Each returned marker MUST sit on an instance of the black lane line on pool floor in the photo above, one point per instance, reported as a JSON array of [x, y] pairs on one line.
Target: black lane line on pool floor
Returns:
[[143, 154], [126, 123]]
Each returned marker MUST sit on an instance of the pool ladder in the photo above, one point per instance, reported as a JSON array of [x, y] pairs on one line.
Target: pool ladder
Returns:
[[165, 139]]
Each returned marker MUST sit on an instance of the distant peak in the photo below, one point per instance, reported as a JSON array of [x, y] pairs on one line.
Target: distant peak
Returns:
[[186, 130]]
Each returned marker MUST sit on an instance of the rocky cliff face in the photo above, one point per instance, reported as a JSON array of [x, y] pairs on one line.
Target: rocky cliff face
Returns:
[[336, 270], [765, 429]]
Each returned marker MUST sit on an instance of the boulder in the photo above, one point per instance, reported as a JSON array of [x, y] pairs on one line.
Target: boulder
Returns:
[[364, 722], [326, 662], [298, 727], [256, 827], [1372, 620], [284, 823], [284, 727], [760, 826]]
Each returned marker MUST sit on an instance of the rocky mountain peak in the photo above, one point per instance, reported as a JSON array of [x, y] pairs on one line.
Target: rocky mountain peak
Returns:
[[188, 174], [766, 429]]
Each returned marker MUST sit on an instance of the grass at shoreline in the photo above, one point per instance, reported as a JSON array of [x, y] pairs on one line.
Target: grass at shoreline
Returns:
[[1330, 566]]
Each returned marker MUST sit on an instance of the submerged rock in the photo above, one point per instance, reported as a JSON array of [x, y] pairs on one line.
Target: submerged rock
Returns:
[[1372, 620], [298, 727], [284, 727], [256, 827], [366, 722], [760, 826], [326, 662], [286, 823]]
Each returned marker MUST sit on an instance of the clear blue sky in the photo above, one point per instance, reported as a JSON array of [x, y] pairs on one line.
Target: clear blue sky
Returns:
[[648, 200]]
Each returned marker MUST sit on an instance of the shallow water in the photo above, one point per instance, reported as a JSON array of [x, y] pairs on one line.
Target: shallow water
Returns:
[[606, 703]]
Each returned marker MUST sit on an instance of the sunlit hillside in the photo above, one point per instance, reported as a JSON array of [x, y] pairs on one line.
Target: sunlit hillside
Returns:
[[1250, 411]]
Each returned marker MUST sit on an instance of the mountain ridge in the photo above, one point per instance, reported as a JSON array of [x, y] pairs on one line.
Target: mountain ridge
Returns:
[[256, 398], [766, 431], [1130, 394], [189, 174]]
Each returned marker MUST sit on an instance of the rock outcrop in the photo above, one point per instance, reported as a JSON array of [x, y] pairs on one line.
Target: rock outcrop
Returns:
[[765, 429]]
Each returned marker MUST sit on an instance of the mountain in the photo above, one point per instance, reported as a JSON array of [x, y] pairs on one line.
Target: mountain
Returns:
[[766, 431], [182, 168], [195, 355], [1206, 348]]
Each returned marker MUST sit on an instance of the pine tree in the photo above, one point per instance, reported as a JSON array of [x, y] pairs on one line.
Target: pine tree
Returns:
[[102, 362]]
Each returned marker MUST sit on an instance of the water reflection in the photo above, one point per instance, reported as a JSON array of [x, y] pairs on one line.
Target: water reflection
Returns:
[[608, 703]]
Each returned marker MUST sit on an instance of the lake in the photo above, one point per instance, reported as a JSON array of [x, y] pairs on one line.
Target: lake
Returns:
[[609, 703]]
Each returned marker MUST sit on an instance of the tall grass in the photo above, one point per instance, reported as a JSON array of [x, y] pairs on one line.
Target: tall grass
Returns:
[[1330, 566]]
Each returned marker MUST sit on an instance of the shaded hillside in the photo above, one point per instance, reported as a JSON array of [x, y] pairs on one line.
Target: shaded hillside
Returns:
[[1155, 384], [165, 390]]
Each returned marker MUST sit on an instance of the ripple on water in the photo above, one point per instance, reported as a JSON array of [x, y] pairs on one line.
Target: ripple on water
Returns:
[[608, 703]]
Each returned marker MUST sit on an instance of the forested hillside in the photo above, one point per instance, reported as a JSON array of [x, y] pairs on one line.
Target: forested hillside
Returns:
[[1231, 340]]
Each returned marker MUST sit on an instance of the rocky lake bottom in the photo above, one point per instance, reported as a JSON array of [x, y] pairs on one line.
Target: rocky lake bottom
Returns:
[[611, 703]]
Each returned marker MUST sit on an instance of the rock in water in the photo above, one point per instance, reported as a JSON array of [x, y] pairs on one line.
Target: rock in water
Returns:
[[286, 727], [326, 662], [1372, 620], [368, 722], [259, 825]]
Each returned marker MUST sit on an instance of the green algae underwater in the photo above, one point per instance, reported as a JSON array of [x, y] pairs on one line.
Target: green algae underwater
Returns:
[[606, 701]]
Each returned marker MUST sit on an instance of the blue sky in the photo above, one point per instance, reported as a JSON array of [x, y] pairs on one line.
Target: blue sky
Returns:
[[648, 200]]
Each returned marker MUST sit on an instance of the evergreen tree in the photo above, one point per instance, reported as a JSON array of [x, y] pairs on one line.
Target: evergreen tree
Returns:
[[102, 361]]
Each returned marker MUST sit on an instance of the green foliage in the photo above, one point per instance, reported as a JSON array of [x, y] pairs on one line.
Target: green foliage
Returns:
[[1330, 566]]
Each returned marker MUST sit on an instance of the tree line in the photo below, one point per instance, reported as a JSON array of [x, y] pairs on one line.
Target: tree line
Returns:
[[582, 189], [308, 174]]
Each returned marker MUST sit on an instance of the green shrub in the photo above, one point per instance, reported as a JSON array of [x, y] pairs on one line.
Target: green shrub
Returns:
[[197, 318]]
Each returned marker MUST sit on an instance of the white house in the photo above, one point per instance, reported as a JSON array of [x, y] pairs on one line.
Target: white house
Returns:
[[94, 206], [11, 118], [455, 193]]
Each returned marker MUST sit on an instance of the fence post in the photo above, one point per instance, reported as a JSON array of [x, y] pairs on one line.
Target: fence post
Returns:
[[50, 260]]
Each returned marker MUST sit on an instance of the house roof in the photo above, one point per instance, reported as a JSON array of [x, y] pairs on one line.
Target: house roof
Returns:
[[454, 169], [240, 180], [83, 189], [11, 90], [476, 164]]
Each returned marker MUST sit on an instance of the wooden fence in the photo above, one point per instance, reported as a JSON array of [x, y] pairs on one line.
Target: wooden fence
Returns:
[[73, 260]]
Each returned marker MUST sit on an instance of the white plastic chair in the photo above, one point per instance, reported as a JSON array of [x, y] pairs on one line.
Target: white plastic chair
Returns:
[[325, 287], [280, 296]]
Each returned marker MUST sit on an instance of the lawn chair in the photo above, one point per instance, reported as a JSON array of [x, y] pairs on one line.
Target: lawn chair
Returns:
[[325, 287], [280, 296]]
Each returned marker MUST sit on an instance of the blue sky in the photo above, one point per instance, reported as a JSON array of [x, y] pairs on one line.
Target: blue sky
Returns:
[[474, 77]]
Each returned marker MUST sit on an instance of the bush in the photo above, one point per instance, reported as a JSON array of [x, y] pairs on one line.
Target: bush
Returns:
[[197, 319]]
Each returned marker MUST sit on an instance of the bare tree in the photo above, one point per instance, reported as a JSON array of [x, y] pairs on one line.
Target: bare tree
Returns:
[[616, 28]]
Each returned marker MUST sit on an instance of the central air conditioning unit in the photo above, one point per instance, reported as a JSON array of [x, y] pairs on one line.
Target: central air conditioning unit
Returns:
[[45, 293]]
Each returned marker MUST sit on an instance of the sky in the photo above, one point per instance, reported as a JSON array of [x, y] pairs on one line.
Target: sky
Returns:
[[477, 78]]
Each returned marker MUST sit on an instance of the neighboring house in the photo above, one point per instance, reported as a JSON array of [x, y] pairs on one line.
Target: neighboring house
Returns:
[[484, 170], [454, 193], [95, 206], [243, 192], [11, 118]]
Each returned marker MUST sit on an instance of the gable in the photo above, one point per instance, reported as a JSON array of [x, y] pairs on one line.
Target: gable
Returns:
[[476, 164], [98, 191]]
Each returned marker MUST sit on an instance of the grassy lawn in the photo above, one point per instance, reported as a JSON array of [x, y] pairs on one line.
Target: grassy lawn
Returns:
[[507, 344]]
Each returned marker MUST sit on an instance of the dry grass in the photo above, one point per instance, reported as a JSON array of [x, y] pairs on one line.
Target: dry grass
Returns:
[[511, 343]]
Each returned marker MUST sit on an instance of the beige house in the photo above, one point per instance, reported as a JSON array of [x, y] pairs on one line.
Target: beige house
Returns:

-- Given problem --
Could you reproduce the lines verbatim, beginning with the line containing "Each returned marker MUST sit on an instance of the distant" and stopping after the line containing "[[186, 130]]"?

-- Written reply --
Each returned marker MUST sit on an instance of the distant peak in the photo below, one point per instance, reported as a JSON array of [x, y] pairs on one line.
Target: distant peak
Returns:
[[186, 130]]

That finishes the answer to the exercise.